▸ **Goal**:
Return every one of the records below verbatim, leaving each line unaltered.

▸ **Entries supplied**:
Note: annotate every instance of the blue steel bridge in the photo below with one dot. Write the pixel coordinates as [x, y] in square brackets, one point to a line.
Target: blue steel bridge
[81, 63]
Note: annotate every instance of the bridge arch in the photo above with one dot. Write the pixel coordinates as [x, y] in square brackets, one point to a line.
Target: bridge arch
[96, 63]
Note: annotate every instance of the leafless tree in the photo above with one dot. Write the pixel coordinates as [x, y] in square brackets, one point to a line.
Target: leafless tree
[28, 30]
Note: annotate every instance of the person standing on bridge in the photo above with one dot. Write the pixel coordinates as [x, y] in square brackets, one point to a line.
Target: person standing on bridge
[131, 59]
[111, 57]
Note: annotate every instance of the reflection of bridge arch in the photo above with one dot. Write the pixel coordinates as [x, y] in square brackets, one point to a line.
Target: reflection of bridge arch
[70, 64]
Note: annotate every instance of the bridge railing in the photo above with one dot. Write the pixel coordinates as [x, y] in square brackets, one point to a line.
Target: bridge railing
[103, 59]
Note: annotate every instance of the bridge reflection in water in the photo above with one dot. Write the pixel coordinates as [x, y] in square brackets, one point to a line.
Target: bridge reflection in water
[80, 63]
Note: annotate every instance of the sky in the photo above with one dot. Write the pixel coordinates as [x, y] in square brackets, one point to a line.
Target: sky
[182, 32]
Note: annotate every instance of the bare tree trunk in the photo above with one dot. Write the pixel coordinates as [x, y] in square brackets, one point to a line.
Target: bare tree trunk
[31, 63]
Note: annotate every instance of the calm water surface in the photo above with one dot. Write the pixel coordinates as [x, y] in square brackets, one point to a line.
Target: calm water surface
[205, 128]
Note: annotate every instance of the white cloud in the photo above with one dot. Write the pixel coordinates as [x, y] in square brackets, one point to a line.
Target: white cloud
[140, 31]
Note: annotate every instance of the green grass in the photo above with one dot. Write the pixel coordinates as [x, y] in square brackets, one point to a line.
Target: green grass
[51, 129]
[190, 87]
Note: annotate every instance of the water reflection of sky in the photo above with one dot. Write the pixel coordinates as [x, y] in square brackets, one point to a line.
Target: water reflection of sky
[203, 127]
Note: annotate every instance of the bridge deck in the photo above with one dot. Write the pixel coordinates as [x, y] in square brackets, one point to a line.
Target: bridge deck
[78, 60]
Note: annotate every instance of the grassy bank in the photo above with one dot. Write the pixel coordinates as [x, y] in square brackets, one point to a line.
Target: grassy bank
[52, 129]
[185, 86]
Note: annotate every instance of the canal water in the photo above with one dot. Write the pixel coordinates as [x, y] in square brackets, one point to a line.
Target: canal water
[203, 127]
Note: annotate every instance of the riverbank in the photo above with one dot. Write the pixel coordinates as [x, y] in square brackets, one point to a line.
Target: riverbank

▸ **Written response**:
Note: annotate every instance of the blue steel bridge in the photo below with one dot. Write the pixel coordinates as [x, y] in square brackets, one point to a line.
Target: blue steel bridge
[81, 63]
Note: annotate every instance of the bridge arch in the photo above with one dot. Write the pixel coordinates as [x, y] in square brackets, one point to a line.
Target: bridge arch
[96, 63]
Note: annotate every instance of the leafless tree in the photo above with one dot. Write the pixel coordinates as [x, y] in square brackets, one point to a line.
Target: leafless tree
[28, 30]
Note: annotate every instance of the person standing on bridge in the photo above with one dot. Write the pixel coordinates as [x, y] in square brackets, one point to a line.
Target: person standing on bridge
[131, 59]
[111, 57]
Note: annotate every instance of the reflection of bridge arch in the photo above with one dot. Write the pixel coordinates as [x, y] in square brackets, one point to a line.
Target: reflection of bridge arch
[70, 64]
Note: annotate every instance of the bridge railing in the photo above with one dot. Write the pixel coordinates as [x, y] in square brackets, one point to a line.
Target: bridge railing
[103, 59]
Note: annotate every instance of the bridge reflection in water in the photo above with one dot. Write the pixel coordinates as [x, y] in square brackets, one point to a line.
Target: bridge reflection in water
[80, 63]
Note: annotate every instance of the sky in the photo above with one dot. Write the pixel coordinates as [x, y] in square brackets, one point to a line.
Target: sky
[182, 32]
Note: annotate every instance of the bare tree trunk in the photo above with one dot. Write the pixel coordinates as [x, y] in square brackets, one point to a line.
Target: bare tree trunk
[31, 63]
Note: annotate every instance of the calm water surface in the photo above with one dot. Write the pixel coordinates as [x, y] in square brackets, one point to a line.
Target: calm water surface
[205, 128]
Note: annotate every instance of the white cloud in the photo above with one dot. Write the pixel coordinates as [x, y] in square brackets, one point to a line.
Target: white cloud
[140, 31]
Note: annotate every instance of the green grass in the photo above with one dot. Write the pixel coordinates as [x, y] in square brackets, one point to a line.
Target: green grass
[51, 129]
[190, 87]
Note: annotate every instance of the water reflection of sky in the photo above with one dot. Write the pixel coordinates as [x, y] in square brackets, one point to a line.
Target: water reflection of sky
[203, 127]
Note: annotate every instance of the bridge deck in the photo above with one dot. Write the pixel coordinates as [x, y] in square brackets, one point to a line.
Target: bridge deck
[78, 60]
Note: annotate every instance of the grassy bank in the photo above with one dot. Write the pixel coordinates as [x, y] in square brackets, one point to a line.
Target: grassy bank
[52, 129]
[185, 86]
Note: annotate every instance of the canal water in the photo above with one dot. Write the pixel coordinates as [x, y] in square brackets, one point to a line.
Target: canal water
[203, 127]
Note: annotate every instance of the riverbank in the photo above with one dot. Write the pixel coordinates as [x, y] in square brackets, one point to a line.
Target: riverbank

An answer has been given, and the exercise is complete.